__MATERIAL FOR THIS TASK__
=== Section Start ===

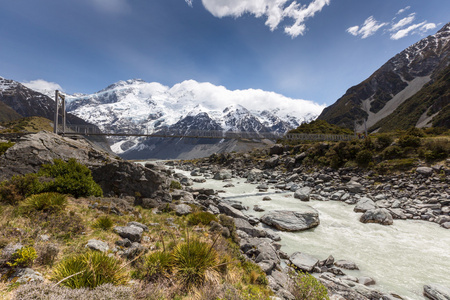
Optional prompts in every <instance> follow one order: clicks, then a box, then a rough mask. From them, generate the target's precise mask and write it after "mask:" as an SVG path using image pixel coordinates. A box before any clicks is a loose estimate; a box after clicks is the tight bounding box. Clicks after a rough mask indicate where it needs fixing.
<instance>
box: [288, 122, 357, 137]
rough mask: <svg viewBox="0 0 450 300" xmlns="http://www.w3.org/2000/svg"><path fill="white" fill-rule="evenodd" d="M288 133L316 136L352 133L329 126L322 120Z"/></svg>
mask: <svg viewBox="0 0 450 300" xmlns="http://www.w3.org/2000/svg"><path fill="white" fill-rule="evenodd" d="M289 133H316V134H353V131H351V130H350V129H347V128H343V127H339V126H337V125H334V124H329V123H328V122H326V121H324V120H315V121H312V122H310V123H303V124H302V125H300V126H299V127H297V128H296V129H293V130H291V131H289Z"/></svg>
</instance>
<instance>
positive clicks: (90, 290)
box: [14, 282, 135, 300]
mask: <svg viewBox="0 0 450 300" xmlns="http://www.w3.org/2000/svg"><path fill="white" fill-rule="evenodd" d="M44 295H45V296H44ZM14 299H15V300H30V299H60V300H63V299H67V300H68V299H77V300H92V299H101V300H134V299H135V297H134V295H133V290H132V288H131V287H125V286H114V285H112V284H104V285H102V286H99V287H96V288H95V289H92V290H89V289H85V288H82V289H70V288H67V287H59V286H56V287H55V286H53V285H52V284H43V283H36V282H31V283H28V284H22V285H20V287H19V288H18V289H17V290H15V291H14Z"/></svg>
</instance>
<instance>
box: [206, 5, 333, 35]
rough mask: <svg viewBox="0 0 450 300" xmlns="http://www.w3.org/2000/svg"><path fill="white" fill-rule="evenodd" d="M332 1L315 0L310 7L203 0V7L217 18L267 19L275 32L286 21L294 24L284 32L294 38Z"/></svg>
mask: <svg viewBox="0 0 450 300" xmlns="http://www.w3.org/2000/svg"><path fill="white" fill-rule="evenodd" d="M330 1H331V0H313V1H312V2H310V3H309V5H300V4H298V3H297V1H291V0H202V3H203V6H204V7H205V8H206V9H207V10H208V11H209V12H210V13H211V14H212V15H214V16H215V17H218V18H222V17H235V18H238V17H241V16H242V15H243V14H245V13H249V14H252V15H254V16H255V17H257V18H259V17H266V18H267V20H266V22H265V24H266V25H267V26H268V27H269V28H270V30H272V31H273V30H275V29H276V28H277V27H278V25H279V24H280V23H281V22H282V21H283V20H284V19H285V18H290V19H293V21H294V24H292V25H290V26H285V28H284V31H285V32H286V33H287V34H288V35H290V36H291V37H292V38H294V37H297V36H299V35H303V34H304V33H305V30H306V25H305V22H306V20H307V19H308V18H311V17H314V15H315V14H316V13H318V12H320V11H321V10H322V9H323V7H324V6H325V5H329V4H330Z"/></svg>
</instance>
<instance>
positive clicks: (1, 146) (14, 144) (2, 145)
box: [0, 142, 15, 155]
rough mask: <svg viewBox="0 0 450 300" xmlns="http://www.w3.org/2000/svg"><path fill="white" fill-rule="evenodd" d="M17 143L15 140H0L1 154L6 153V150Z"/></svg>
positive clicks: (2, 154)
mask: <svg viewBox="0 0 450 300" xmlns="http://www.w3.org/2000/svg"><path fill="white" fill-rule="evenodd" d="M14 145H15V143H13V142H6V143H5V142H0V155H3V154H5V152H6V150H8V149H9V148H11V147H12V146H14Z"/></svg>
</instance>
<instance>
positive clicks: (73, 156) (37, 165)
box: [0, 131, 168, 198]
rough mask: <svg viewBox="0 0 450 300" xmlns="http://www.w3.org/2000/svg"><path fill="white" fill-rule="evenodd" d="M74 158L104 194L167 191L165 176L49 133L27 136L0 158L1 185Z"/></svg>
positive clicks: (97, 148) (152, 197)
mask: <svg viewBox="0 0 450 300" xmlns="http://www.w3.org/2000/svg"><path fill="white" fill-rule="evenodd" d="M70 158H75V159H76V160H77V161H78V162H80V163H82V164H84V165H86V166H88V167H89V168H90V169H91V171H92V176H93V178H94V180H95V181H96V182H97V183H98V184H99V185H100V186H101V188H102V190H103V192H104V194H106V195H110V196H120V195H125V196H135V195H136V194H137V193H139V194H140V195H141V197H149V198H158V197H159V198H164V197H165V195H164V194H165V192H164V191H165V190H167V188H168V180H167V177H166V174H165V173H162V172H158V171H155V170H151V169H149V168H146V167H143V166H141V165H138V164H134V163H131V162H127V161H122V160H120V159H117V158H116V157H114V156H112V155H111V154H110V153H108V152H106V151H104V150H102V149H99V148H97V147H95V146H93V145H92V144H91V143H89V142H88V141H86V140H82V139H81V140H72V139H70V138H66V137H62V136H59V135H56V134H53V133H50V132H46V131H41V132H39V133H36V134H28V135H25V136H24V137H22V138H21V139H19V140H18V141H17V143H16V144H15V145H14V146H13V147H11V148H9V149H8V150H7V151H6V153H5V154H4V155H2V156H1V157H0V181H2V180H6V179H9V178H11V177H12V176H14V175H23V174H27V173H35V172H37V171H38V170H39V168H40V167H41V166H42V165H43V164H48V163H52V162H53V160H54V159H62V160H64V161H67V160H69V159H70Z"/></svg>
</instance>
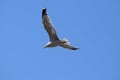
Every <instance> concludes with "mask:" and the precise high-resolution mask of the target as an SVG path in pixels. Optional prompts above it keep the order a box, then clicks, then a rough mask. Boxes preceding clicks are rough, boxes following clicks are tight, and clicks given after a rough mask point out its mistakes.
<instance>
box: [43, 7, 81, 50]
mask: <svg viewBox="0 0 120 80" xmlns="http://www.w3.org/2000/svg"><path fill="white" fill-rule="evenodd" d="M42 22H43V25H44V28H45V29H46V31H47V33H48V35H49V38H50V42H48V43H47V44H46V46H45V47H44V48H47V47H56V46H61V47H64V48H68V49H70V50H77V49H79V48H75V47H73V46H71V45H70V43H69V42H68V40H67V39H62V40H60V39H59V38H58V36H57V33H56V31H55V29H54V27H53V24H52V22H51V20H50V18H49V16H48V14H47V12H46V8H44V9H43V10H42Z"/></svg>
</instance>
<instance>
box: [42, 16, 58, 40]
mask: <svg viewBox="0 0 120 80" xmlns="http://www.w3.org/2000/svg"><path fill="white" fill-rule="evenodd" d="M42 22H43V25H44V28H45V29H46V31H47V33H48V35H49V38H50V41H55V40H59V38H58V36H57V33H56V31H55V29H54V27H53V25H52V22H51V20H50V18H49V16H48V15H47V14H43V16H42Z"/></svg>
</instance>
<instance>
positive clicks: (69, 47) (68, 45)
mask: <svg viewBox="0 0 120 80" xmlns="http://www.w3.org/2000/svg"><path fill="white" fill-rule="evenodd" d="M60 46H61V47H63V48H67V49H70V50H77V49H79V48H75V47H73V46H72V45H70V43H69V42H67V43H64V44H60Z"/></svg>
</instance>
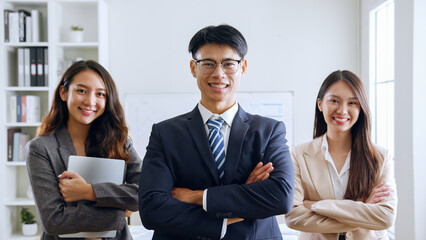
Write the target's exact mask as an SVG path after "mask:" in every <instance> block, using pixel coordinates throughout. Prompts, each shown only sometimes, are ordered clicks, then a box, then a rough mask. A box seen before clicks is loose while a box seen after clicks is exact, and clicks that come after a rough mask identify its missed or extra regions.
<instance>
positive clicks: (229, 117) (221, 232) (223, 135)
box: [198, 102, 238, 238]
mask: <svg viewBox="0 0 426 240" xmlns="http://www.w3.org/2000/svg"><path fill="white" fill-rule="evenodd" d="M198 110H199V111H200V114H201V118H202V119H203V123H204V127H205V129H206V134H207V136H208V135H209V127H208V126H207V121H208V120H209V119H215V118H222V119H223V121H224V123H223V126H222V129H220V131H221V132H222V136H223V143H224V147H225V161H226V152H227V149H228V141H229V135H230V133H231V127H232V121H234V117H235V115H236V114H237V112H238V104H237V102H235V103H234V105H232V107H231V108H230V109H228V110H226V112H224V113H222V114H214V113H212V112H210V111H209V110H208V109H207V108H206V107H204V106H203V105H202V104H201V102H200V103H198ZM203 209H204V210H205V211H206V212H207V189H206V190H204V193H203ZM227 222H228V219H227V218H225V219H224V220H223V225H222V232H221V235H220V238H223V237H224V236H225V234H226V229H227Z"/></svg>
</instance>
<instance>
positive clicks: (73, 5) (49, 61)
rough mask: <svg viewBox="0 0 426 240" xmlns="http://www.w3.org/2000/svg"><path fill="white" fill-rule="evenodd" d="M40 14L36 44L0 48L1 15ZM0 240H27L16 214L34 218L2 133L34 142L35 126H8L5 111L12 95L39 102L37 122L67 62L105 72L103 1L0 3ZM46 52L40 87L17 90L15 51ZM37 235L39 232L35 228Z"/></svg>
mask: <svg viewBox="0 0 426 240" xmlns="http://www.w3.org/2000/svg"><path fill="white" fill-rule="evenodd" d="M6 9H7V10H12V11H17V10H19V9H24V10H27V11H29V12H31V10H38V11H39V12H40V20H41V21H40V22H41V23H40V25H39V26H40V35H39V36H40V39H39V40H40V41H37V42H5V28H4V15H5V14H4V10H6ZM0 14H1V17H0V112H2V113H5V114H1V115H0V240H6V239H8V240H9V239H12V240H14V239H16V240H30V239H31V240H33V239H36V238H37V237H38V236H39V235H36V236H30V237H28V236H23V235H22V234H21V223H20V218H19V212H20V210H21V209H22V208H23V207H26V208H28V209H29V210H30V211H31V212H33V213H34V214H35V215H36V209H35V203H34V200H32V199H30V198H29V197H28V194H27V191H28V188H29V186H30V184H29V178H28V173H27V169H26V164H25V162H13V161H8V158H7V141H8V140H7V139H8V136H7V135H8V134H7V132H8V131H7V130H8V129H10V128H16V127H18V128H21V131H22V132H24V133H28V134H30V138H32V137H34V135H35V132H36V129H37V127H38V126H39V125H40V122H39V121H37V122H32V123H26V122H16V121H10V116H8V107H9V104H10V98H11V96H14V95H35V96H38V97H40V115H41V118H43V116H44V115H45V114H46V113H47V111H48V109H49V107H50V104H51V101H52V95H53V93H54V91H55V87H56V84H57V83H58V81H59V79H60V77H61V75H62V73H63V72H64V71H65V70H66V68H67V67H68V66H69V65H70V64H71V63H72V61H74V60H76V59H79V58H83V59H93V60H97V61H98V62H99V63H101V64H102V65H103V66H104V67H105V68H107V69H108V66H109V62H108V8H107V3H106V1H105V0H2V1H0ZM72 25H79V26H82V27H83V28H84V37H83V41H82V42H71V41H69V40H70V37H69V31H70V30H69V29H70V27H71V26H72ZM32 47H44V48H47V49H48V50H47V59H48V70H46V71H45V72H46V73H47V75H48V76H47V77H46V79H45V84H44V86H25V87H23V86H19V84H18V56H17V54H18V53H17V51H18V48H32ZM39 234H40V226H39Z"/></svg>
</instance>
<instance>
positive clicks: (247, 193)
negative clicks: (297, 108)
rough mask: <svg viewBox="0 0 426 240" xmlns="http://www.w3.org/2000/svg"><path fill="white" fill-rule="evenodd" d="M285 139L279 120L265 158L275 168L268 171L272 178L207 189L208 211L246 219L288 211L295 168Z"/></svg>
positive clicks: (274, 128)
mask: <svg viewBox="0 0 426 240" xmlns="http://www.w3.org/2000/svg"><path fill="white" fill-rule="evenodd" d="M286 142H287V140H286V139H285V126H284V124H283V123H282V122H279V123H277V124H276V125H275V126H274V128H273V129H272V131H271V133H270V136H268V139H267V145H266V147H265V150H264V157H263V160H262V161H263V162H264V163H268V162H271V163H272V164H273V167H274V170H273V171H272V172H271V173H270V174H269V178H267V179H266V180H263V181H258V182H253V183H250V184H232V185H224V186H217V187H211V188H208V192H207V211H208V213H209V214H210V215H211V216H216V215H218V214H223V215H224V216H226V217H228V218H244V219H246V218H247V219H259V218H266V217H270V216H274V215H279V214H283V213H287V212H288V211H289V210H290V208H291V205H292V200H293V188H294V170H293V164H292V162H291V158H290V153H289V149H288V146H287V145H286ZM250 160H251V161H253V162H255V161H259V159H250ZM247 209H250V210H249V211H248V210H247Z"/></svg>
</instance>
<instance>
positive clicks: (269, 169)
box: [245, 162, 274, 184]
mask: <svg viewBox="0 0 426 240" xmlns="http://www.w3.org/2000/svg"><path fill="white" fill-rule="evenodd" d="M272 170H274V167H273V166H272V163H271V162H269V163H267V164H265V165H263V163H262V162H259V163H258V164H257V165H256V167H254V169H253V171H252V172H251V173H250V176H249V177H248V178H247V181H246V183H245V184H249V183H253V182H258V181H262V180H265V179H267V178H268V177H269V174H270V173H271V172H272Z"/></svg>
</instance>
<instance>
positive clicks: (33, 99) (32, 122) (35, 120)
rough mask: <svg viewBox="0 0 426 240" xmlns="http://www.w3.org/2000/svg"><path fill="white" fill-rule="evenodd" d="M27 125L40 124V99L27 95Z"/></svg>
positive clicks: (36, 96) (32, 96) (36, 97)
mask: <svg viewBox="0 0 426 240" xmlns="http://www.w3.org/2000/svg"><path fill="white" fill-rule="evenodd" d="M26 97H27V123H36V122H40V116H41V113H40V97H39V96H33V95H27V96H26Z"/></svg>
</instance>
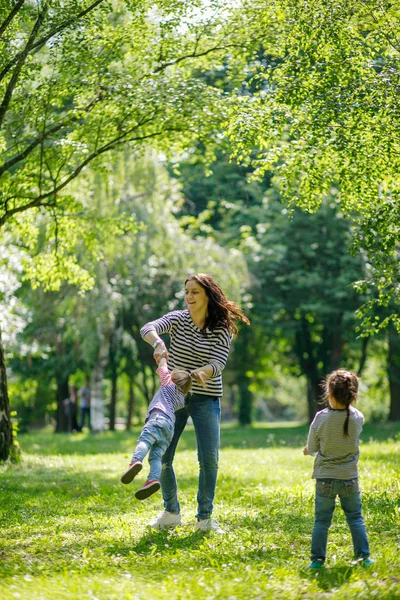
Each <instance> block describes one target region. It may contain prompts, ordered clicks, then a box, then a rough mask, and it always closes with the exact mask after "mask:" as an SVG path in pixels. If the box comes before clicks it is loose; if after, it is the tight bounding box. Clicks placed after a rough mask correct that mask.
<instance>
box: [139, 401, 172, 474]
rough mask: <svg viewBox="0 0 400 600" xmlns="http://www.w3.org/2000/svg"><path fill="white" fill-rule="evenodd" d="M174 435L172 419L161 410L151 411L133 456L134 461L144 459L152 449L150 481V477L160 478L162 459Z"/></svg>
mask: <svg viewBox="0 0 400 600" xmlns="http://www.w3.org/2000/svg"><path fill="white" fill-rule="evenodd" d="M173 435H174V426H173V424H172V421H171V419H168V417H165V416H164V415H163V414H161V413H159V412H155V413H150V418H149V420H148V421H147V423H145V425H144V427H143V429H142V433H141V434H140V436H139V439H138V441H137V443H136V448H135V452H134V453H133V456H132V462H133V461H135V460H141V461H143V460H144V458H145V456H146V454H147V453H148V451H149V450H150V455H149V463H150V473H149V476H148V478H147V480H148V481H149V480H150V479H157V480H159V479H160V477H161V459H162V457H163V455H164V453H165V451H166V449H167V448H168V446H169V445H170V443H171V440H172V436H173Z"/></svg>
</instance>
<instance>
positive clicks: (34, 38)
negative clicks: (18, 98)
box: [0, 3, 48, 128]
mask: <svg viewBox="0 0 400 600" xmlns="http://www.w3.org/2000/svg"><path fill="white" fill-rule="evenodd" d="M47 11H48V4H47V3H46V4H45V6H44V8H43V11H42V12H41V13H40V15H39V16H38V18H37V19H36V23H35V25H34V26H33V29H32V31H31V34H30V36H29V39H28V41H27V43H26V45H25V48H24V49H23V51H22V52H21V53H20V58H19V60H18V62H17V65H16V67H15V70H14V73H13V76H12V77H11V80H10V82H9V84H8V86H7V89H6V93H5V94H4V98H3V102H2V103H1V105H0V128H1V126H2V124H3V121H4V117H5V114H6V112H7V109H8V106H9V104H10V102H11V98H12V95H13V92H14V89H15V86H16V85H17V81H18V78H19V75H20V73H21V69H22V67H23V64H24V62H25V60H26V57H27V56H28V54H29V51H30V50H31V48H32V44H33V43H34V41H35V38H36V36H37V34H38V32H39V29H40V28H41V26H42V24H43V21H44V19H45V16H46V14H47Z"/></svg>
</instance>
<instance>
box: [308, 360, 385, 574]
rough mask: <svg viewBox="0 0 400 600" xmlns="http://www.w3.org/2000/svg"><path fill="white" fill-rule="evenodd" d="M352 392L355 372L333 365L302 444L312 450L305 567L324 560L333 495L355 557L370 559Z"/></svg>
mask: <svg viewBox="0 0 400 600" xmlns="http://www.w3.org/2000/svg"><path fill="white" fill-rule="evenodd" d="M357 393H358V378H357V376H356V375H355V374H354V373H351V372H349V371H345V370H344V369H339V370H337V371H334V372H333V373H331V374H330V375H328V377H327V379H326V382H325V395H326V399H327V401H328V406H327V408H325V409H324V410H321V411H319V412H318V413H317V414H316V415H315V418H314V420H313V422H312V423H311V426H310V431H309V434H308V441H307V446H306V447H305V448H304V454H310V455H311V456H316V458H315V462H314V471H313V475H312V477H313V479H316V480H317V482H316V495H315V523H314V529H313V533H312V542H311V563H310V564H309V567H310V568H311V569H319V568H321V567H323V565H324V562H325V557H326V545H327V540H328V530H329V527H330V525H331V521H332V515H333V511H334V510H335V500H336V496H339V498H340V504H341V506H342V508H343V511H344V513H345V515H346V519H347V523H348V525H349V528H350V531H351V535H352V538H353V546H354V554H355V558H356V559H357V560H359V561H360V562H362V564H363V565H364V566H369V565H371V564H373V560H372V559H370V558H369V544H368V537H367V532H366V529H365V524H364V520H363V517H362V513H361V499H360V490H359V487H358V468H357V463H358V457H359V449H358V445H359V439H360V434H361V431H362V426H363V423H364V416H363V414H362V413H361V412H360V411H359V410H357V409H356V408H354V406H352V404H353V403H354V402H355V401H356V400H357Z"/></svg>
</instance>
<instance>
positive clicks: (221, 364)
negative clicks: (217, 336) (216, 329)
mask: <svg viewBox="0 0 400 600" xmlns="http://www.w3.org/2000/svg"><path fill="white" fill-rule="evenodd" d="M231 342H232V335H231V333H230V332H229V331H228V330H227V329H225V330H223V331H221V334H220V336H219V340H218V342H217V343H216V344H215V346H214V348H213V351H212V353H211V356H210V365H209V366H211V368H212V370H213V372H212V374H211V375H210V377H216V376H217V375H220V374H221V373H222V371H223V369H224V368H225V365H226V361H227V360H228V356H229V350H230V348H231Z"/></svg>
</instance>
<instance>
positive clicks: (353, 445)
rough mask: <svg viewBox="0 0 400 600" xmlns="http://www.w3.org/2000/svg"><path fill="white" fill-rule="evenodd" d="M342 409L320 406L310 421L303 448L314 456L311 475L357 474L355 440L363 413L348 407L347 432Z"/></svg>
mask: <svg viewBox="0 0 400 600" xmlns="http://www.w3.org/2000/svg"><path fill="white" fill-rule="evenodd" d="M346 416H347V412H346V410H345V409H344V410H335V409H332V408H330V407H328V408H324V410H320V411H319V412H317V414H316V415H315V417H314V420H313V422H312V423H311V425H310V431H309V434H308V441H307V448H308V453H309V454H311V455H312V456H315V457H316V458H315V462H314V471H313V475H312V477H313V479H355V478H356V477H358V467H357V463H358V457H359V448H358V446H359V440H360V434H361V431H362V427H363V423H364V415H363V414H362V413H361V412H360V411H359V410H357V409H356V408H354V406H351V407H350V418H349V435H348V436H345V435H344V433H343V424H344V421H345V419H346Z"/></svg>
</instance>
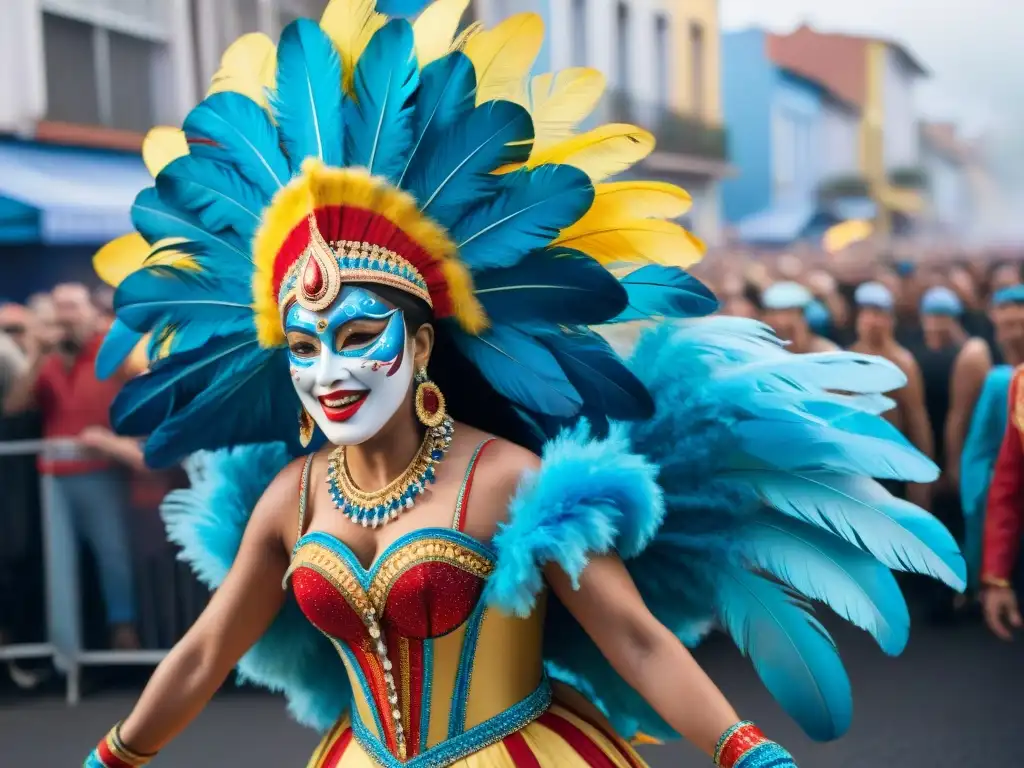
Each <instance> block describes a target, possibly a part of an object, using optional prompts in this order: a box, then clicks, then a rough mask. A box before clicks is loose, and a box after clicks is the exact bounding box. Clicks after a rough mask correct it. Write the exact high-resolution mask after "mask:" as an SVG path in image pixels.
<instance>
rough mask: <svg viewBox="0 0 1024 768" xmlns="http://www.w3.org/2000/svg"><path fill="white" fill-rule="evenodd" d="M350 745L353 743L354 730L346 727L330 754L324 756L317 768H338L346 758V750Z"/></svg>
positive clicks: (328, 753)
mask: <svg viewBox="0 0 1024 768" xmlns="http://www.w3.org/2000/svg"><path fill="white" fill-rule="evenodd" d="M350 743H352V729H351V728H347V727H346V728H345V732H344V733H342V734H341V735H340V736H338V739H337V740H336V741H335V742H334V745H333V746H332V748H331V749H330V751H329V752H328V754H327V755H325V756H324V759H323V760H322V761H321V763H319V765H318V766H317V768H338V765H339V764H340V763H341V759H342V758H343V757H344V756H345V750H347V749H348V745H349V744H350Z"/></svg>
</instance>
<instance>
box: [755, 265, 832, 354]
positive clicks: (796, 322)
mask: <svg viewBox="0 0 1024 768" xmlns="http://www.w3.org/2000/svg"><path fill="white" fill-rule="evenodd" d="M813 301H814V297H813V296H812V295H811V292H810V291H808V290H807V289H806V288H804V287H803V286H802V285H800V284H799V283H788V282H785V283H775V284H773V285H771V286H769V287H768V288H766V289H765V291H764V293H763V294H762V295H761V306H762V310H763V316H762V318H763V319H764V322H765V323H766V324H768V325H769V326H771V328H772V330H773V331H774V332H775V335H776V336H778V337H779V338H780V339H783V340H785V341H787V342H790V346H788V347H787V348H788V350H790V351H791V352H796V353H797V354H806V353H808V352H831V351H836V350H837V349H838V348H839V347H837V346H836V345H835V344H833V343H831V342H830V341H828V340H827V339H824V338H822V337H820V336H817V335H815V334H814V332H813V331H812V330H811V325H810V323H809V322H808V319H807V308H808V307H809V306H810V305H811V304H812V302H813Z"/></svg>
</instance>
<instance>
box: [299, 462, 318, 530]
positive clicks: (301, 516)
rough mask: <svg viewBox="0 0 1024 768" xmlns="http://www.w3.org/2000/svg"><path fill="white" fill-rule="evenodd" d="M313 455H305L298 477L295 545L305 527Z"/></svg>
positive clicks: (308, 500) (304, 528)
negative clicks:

=== Section End ===

__TASK GOAL__
Report how many lines of the records hold the word "then", and supply no other text.

__ANSWER SPACE__
5